● **SELECTED EXTRACT**:
»»

Today Yellowstone is the only place in the United States where visitors are virtually guaranteed to spot wild wolves—if they go to the right place at the right time. According to Torbit, there are two wolf-watching “hot spots.” During winter, he recommends visiting the Lamar Valley, “where elk, the wolf’s primary prey, herd up, meaning that predators become more concentrated as well.” In spring, summer and fall, the park’s Hayden Valley is a better bet. Though several outfitters offer guided wolf-watching tours, it’s not really necessary, says Torbit. “If you drive through the Lamar or Hayden valleys and spot a lot of people and vehicles pulled off the road, that’s probably where the wolves are.” Make sure to bring along binoculars or a spotting scope.


Silvio O. Conte National Wildlife Refuge, New England

New England’s Silvio O. Conte National Wildlife Refuge is a refuge like no other. Spanning about 30,000 acres across four states—Vermont, New Hampshire, Massachusetts and Connecticut—“it is the only refuge that has been set aside specifically to protect an entire watershed,” says Eric Palola, senior director of NWF’s Forests for Wildlife Program. A vision of the late U.S. Representative Silvio O. Conte, the refuge was created by Congress and named in his honor in 1997. In the years leading up to its creation, NWF’s Northeastern Regional Center in Vermont and national advocacy team in Washington, D.C., “actively supported this unprecedented and creative approach to securing a new national wildlife refuge,” says Palola.

The refuge is a haven for wildlife watchers. “You can see everything from bald eagles to moose to, during spring migration, warblers and ducks that are flying up from the Caribbean and Atlantic Coast to breed in Canada,” says Palola. Two of the best areas for viewing wildlife are the refuge’s Nulhegan Basin Division in Vermont and Pondicherry Division in New Hampshire. Both feature accessible trails as well as interpretive kiosks. The Nulhegan Basin also includes 40 miles of gravel road that are open to motor vehicles during summer and fall.


Sleeping Bear Dunes National Lakeshore, Michigan

For decades, protecting the integrity of ecosystems and wildlife in the Great Lakes region has been a top priority for NWF. With its affiliates—including the Michigan United Conservation Clubs, Wisconsin Wildlife Federation, Minnesota Conservation Federation, Indiana Wildlife Federation and Prairie Rivers Network—NWF has helped garner billions of dollars to improve the health of the lakes through habitat restoration, pollution cleanup and sewage-system modernization. NWF also has played a leading role winning protections against the introduction of destructive invasive species such as Asian carp.

««

● **GIVEN DATA**:
»»

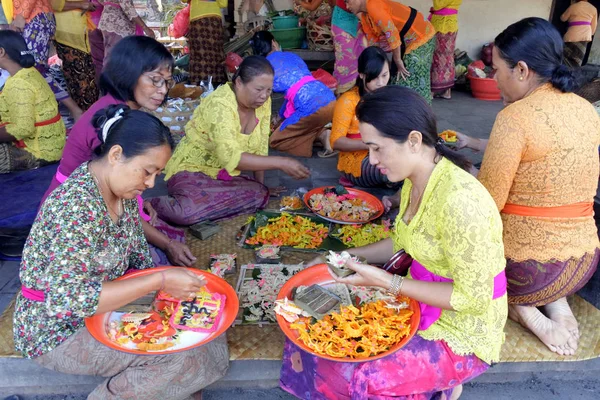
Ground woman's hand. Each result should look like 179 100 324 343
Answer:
162 268 206 299
279 157 310 180
165 240 196 267
329 261 392 290
10 14 25 32
144 200 158 225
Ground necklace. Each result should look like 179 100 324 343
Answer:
88 167 123 221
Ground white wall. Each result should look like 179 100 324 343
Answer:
235 0 552 58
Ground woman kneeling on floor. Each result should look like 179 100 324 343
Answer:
252 31 335 157
151 56 310 225
0 31 65 174
14 106 229 400
292 86 508 399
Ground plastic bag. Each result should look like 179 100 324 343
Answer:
312 68 337 90
167 4 190 38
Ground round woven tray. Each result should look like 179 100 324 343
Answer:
306 21 333 51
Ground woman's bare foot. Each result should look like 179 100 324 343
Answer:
542 297 580 340
508 305 577 356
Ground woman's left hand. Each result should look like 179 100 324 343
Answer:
329 261 392 290
164 240 196 267
144 200 158 226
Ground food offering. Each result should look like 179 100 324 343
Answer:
304 185 384 224
275 264 420 362
245 212 329 249
330 219 392 248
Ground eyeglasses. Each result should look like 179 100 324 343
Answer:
146 75 175 90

««

● **EXERCISE REQUIREMENTS**:
A - Repeat the passage from the wildlife-viewing text starting at "For decades, protecting" and ending at "as Asian carp.", word for word.
B - According to the wildlife-viewing text, in what year was the Silvio O. Conte National Wildlife Refuge created and named?
The listing has no connection to the text.

● **ANSWERS GIVEN**:
A -
For decades, protecting the integrity of ecosystems and wildlife in the Great Lakes region has been a top priority for NWF. With its affiliates—including the Michigan United Conservation Clubs, Wisconsin Wildlife Federation, Minnesota Conservation Federation, Indiana Wildlife Federation and Prairie Rivers Network—NWF has helped garner billions of dollars to improve the health of the lakes through habitat restoration, pollution cleanup and sewage-system modernization. NWF also has played a leading role winning protections against the introduction of destructive invasive species such as Asian carp.

B - 1997